- Task directions
Render all of the material below as a Markdown table with two columns, Row and Line, putting each line in its own numbered row and skipping blank lines. Leave the pictures out of the table.

────

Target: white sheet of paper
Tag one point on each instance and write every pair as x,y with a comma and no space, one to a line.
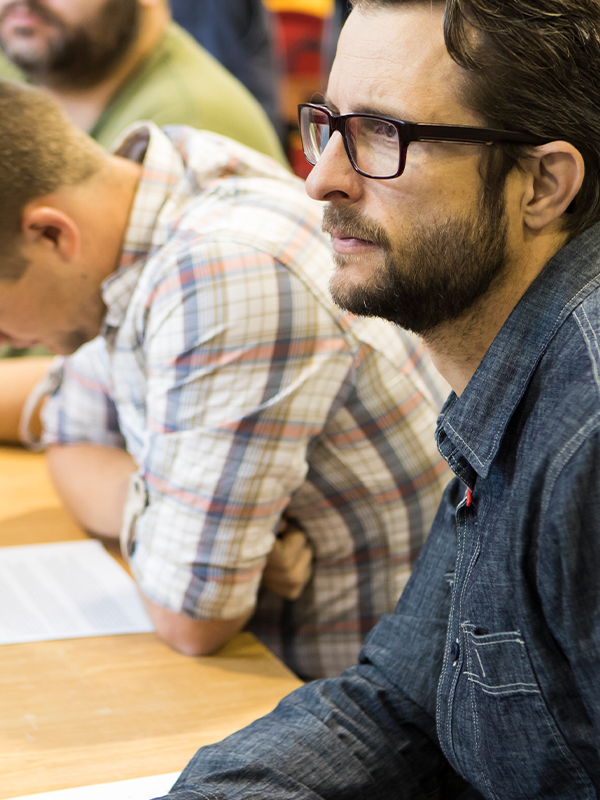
66,590
135,789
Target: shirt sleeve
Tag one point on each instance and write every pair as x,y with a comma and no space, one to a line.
568,566
243,365
367,734
80,407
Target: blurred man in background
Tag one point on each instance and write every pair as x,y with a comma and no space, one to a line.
113,62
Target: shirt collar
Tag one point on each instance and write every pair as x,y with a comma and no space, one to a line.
470,427
163,168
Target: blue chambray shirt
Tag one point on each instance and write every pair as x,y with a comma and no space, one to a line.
490,666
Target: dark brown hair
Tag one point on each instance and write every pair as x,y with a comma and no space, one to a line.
40,151
534,67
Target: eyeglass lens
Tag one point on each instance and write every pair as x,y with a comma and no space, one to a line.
373,144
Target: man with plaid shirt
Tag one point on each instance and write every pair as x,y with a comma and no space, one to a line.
227,401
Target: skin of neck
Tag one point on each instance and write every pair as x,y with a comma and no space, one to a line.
458,346
84,106
101,207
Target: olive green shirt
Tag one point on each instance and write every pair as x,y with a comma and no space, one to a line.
180,83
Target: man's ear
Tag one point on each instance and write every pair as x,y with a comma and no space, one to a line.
52,229
555,174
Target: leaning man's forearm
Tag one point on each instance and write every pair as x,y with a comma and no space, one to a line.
92,482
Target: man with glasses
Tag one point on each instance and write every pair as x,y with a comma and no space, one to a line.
265,457
458,155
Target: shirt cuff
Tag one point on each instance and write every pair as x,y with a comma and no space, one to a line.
49,384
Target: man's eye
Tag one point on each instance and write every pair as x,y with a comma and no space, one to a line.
383,129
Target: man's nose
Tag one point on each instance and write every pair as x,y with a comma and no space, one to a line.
333,177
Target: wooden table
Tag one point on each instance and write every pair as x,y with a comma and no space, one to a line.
84,711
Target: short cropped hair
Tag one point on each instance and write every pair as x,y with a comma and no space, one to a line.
534,67
40,151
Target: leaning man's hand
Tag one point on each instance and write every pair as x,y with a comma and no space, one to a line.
289,564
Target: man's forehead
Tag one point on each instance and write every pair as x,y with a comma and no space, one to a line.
393,61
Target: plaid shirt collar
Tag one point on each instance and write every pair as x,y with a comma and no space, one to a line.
163,168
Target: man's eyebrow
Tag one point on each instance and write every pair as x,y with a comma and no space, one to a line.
364,109
331,106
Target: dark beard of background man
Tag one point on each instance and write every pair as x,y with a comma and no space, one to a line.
434,275
78,57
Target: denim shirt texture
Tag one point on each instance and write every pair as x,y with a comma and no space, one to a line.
489,669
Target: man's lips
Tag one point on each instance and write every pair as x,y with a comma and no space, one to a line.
346,243
23,18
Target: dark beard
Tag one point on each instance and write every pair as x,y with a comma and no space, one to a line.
435,276
80,57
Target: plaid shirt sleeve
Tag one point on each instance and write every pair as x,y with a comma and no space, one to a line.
80,407
243,365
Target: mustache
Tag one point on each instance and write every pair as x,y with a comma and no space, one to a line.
35,7
350,223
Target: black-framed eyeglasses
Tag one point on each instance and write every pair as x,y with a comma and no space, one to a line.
376,146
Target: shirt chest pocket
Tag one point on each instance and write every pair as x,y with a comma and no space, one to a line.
519,751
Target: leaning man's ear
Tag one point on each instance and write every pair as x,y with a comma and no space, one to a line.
555,173
49,227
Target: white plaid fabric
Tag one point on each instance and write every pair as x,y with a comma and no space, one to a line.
243,394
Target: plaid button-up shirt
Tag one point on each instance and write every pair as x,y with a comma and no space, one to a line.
244,394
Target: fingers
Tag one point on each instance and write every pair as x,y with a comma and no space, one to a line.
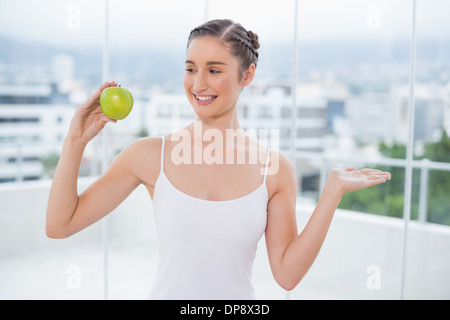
93,101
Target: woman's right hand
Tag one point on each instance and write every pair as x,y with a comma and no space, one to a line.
89,119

────

- Result below
| Row | Line |
|---|---|
| 1 | Target: white sheet of paper |
| 2 | Tag one point on each instance and write every pair as x,y with a comma and no space, one to a line. |
| 3 | 66,590 |
| 4 | 135,789 |
| 5 | Target: shirt sleeve |
| 6 | Tag one point on each instance and write every pair as x,y with a comma and no space, one to a line. |
| 7 | 568,566 |
| 8 | 243,365 |
| 9 | 367,734 |
| 10 | 80,407 |
| 11 | Target: blurred man in background |
| 12 | Tag one point on each instance and write every pair as x,y with a comma and no space, one to a line. |
| 13 | 113,62 |
| 14 | Target: shirt collar |
| 15 | Tag one point on each instance and write every pair as x,y with a comma and no space, one to a line. |
| 16 | 470,427 |
| 17 | 163,168 |
| 18 | Target: blue chambray shirt |
| 19 | Tag one point on each instance and write every pair as x,y with a comma and no space, one to a line. |
| 20 | 490,666 |
| 21 | Target: dark brown hair |
| 22 | Tag one point on each instance and write every pair as x,y with a comma and no space, one to a line. |
| 23 | 40,151 |
| 24 | 534,67 |
| 25 | Target: eyeglass lens |
| 26 | Tag one point on each instance and write every pair as x,y with a comma and no space, one to a line. |
| 27 | 373,144 |
| 28 | Target: man with plaid shirt |
| 29 | Tag one point on each instance and write every pair as x,y with a comma and no space, one to a line. |
| 30 | 227,401 |
| 31 | Target: skin of neck |
| 32 | Tag one point on each instance and write every pair as x,y with a comma and no space, one to a line. |
| 33 | 458,346 |
| 34 | 84,106 |
| 35 | 101,207 |
| 36 | Target: olive green shirt |
| 37 | Tag one point on each instance and write every pair as x,y with a comma and no space, one to a line. |
| 38 | 180,83 |
| 39 | Target: man's ear |
| 40 | Tag one point on each instance and write every pair as x,y with a comma and no space, one to a line. |
| 41 | 52,229 |
| 42 | 555,174 |
| 43 | Target: leaning man's forearm |
| 44 | Tag one point on each instance and write every pair as x,y with a comma and no space, one to a line. |
| 45 | 92,482 |
| 46 | Target: man with glasses |
| 47 | Tag one point on each instance and write every pair as x,y with a comma and no space, one to a line. |
| 48 | 265,457 |
| 49 | 458,155 |
| 50 | Target: shirt cuff |
| 51 | Tag one point on each instance and write every pair as x,y with a comma and no space, one to a line. |
| 52 | 49,384 |
| 53 | Target: man's eye |
| 54 | Tag one point on each instance and write every pair as x,y with a comma and no space, one to a line. |
| 55 | 383,129 |
| 56 | Target: man's nose |
| 57 | Tag one point on each instance and write every pair as x,y with a comma and no space, one to a line. |
| 58 | 333,177 |
| 59 | Target: wooden table |
| 60 | Tag one point on each instance and write every pair as x,y with a comma and no space, one to a line. |
| 61 | 84,711 |
| 62 | Target: short cropped hair |
| 63 | Tag one point on each instance and write every pair as x,y with a comma and no space, one to a line. |
| 64 | 534,67 |
| 65 | 40,151 |
| 66 | Target: leaning man's hand |
| 67 | Tag one point on each instance and write every pair as x,y with a comma and no space, one to a line. |
| 68 | 289,564 |
| 69 | Target: man's forehead |
| 70 | Tag one point on each instance and write every pair as x,y with a comma and no space, one to a line. |
| 71 | 393,61 |
| 72 | Target: plaid shirt collar |
| 73 | Tag one point on each instance and write every pair as x,y with a comma and no space, one to a line. |
| 74 | 163,168 |
| 75 | Target: man's eyebrow |
| 76 | Tag one point on each instance and write every pair as x,y with a comma and no space, one to a line. |
| 77 | 364,109 |
| 78 | 331,106 |
| 79 | Target: dark beard of background man |
| 80 | Tag one point on each instance and write every pair as x,y with a comma and no space, one to a line. |
| 81 | 434,275 |
| 82 | 78,57 |
| 83 | Target: denim shirt texture |
| 84 | Tag one point on each instance and write every pair as x,y with a comma and no space, one to a line. |
| 85 | 489,669 |
| 86 | Target: man's lips |
| 87 | Tag one point on each instance and write every pair as x,y with a comma and no space, one to a line. |
| 88 | 346,243 |
| 89 | 23,18 |
| 90 | Target: dark beard |
| 91 | Tag one point on each instance and write every pair as x,y with a comma and no space, one to a line. |
| 92 | 435,276 |
| 93 | 80,57 |
| 94 | Target: plaid shirt sleeve |
| 95 | Tag one point on each instance and write every pair as x,y with a comma and no space, one to a line. |
| 96 | 80,407 |
| 97 | 243,365 |
| 98 | Target: mustache |
| 99 | Tag one point on each instance and write every pair as x,y with a comma and no space, one to a line. |
| 100 | 35,7 |
| 101 | 350,223 |
| 102 | Target: black-framed eyeglasses |
| 103 | Tag one point on each instance and write every pair as x,y with a comma and no space, one to a line. |
| 104 | 376,146 |
| 105 | Target: shirt chest pocket |
| 106 | Tag one point on each instance and write every pair as x,y with a comma and no space, one to a line. |
| 107 | 519,751 |
| 108 | Target: leaning man's ear |
| 109 | Tag one point on each instance and write every pair as x,y with a comma and no space, one to a line. |
| 110 | 555,173 |
| 111 | 49,227 |
| 112 | Target: white plaid fabric |
| 113 | Tag one point on each instance and write every pair as x,y with a comma and no space, one to a line. |
| 114 | 243,394 |
| 115 | Target: plaid button-up shirt |
| 116 | Tag one point on each instance and write every pair as x,y with a comma and no space, one to a line. |
| 117 | 244,394 |
| 118 | Target: fingers |
| 119 | Tag one point on each instance and write every pair as x,y with a comma and no space, one to a line. |
| 120 | 93,101 |
| 121 | Target: woman's right hand |
| 122 | Tag one point on each instance and write every pair as x,y with a comma and no space, one to a line. |
| 123 | 89,119 |